§ **TASK DESCRIPTION**
Return the following data exactly, with all pictures left out.
<<<<
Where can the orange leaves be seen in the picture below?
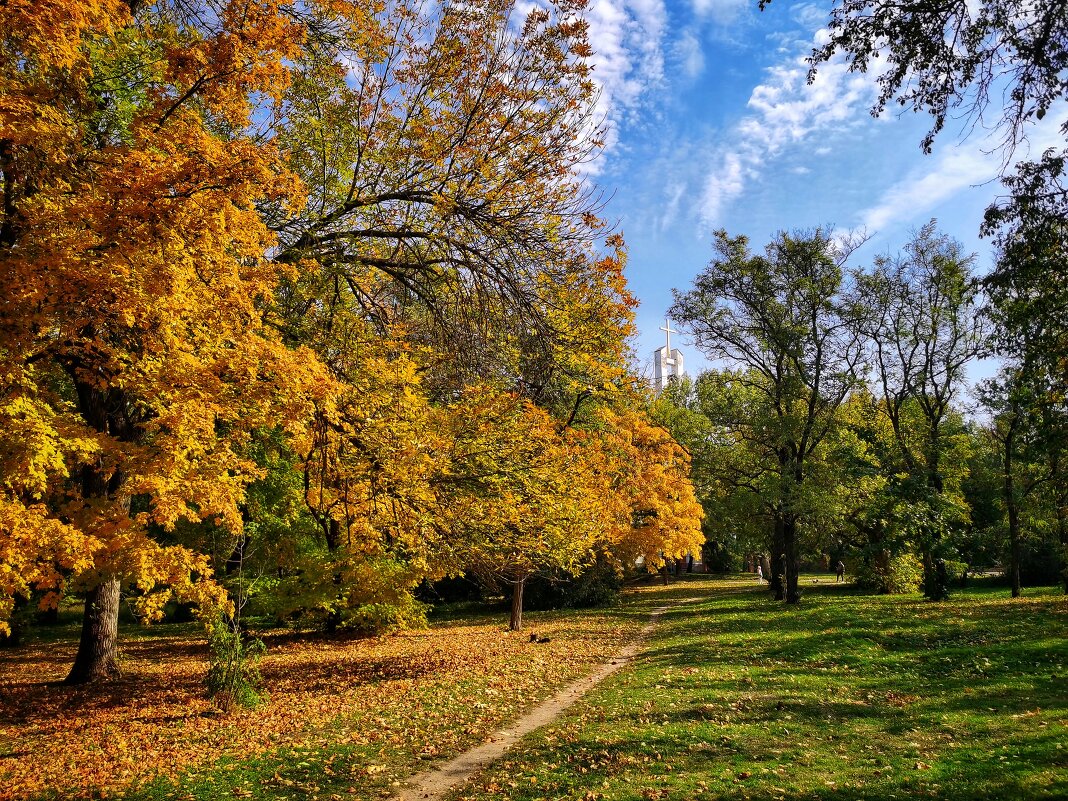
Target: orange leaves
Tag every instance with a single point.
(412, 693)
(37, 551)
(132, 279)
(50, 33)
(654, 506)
>>>>
§ **RESPONSE TO THIS EXERCISE**
Where can the orange leaves be seen in the picture below?
Target: orange leaves
Tag every instance with a single point.
(412, 693)
(37, 551)
(132, 279)
(50, 33)
(654, 506)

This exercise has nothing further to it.